-- START OF Data for this task --

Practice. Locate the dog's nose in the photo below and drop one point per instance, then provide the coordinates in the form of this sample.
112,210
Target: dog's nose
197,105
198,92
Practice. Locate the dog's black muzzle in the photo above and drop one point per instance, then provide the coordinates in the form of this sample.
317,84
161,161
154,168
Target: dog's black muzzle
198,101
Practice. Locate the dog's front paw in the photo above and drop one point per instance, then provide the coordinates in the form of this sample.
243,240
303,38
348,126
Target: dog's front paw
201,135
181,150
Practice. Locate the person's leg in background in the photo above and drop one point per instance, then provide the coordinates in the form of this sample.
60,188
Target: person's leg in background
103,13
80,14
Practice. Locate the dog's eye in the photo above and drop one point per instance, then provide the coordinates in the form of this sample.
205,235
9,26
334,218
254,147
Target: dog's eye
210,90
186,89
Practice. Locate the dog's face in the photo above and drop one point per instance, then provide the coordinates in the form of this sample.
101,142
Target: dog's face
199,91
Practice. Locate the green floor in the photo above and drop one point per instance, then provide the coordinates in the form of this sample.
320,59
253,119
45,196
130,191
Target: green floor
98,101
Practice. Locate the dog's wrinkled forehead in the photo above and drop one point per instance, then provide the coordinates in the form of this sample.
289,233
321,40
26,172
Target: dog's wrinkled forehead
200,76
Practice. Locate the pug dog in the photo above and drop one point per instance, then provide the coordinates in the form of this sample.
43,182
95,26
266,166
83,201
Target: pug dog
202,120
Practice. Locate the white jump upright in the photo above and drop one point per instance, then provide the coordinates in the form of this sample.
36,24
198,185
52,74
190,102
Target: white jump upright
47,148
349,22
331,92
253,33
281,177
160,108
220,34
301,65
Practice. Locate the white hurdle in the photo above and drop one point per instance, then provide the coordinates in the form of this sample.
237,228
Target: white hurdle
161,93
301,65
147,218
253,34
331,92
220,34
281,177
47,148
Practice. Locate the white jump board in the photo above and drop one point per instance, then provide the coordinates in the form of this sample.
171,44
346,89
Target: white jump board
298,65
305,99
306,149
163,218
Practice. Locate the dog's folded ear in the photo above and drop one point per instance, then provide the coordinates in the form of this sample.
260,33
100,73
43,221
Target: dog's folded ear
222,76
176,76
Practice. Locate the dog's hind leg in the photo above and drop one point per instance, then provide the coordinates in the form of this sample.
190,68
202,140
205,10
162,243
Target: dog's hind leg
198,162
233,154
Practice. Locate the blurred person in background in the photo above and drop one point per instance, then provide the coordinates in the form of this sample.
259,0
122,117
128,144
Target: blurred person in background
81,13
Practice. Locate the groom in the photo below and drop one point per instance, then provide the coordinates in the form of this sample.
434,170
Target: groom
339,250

-- END OF Data for this task --
-- START OF Data for this task --

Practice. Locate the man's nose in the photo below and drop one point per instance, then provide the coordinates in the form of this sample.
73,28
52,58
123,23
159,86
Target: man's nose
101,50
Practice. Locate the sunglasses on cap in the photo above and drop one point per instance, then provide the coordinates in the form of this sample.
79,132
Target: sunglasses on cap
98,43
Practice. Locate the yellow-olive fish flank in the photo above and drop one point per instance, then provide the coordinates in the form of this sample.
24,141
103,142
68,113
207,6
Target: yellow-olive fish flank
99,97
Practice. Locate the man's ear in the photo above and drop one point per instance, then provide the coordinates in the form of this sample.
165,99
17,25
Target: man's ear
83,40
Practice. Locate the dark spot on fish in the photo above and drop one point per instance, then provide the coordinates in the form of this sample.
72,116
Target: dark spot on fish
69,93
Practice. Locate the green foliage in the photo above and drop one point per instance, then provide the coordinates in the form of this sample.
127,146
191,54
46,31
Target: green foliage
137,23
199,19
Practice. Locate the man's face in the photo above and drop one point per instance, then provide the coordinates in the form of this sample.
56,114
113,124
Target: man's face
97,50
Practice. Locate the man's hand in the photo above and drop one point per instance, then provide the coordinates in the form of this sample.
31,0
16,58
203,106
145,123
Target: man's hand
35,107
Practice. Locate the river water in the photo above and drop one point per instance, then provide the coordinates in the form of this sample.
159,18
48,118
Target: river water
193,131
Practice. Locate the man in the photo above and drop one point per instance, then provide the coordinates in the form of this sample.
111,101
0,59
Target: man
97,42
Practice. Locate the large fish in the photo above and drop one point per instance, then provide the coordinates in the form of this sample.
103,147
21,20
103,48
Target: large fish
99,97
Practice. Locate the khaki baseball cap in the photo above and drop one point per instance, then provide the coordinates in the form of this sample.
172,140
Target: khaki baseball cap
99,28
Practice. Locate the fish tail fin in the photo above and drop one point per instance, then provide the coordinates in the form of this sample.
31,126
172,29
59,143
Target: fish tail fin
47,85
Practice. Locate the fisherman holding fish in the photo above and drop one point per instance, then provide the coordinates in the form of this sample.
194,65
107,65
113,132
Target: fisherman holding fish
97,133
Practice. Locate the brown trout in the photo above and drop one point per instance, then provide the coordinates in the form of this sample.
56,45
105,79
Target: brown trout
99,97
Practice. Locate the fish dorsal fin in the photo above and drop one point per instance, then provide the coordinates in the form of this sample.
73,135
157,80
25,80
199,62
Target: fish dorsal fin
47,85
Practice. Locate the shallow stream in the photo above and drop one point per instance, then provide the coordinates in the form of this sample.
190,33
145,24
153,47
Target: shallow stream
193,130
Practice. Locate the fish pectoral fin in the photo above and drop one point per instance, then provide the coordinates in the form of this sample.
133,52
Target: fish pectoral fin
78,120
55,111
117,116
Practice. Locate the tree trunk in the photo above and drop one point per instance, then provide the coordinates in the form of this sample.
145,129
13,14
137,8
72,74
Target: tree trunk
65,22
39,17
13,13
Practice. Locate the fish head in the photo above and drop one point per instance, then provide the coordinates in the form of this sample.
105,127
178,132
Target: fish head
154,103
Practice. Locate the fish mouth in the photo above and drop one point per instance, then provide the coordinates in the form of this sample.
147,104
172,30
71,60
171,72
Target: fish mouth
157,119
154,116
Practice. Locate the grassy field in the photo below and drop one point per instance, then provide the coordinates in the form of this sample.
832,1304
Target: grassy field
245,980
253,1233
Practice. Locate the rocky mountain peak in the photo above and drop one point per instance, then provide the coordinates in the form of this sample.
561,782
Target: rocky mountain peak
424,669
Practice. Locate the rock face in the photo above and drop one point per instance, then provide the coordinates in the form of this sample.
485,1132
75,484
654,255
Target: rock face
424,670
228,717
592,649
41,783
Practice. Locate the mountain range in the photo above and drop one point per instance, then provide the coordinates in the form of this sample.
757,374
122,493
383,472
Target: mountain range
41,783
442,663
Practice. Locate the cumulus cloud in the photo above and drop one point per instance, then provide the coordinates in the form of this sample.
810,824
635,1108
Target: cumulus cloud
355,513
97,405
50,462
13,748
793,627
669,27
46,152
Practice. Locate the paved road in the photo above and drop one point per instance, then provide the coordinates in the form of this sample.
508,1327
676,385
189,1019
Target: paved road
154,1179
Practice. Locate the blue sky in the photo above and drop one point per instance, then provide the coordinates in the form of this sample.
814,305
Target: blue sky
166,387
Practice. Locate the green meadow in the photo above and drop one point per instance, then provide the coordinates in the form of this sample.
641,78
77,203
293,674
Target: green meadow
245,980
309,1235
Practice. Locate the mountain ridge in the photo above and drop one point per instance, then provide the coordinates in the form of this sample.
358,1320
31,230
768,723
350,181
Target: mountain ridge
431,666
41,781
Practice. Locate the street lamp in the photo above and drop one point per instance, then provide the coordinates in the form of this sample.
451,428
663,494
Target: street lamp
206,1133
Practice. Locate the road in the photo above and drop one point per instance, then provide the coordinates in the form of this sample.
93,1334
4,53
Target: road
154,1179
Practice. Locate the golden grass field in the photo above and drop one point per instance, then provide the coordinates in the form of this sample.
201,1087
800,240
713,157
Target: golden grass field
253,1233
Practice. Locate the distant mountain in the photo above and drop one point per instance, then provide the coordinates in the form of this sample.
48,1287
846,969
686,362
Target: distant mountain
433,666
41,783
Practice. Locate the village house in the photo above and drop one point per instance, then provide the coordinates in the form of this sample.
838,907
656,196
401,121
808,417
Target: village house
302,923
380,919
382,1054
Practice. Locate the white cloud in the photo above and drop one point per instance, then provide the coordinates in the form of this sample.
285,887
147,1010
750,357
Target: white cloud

-- END OF Data for this task --
-- START OF Data for this task --

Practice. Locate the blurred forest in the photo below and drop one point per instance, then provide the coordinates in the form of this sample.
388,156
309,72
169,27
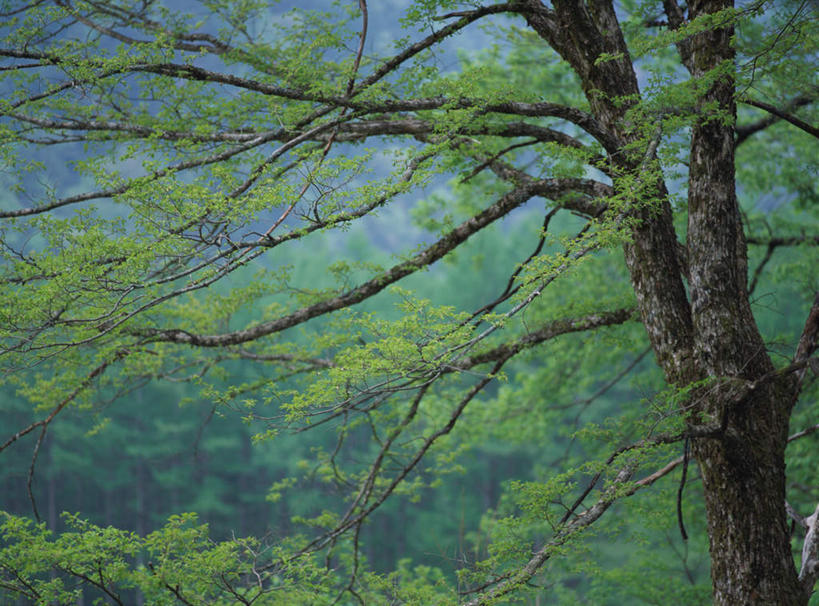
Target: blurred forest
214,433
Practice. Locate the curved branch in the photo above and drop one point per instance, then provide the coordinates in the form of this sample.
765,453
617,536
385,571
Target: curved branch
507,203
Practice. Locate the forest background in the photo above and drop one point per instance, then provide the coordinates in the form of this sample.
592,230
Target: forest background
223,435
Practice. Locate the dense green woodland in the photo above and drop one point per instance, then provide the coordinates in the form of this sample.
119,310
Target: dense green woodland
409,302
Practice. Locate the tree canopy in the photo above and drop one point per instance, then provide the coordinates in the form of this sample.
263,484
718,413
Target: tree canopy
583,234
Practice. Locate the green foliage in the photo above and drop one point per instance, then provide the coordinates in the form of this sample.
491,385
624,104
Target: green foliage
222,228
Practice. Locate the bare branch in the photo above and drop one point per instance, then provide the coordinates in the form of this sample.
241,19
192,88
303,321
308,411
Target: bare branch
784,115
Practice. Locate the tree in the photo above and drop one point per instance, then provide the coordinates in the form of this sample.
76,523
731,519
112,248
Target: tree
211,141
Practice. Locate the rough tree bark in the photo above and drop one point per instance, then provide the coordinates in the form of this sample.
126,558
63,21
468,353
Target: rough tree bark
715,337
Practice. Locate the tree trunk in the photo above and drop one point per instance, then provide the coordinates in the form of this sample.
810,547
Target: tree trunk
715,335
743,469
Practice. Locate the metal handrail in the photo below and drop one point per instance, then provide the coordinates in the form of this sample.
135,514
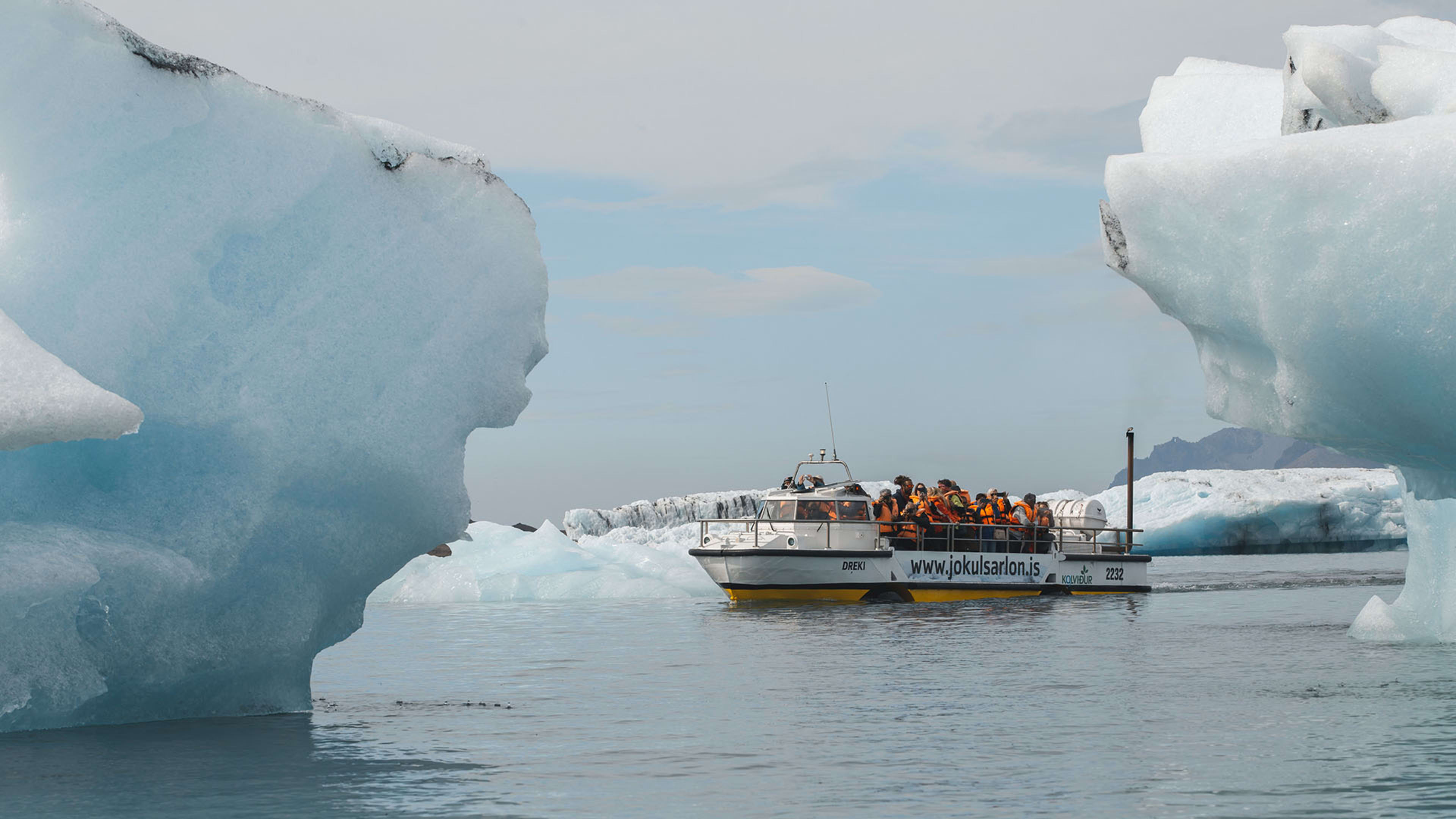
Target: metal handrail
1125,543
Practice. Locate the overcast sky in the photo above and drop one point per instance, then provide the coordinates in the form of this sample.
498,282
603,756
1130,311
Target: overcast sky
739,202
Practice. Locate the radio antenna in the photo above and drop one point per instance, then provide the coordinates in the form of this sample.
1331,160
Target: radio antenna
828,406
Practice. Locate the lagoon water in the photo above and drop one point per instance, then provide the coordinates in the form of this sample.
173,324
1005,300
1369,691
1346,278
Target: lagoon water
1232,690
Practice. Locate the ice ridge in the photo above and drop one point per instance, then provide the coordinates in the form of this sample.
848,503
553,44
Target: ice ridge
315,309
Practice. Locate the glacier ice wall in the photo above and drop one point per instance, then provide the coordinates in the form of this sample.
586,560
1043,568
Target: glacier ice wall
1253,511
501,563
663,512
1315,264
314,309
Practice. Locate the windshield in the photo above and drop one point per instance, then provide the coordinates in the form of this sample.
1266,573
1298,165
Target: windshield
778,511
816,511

-- END OF Data for this task --

[The request] How many lines of the rows above contain the string "bare"? Case counts; reply with the number only.

[Final answer] 2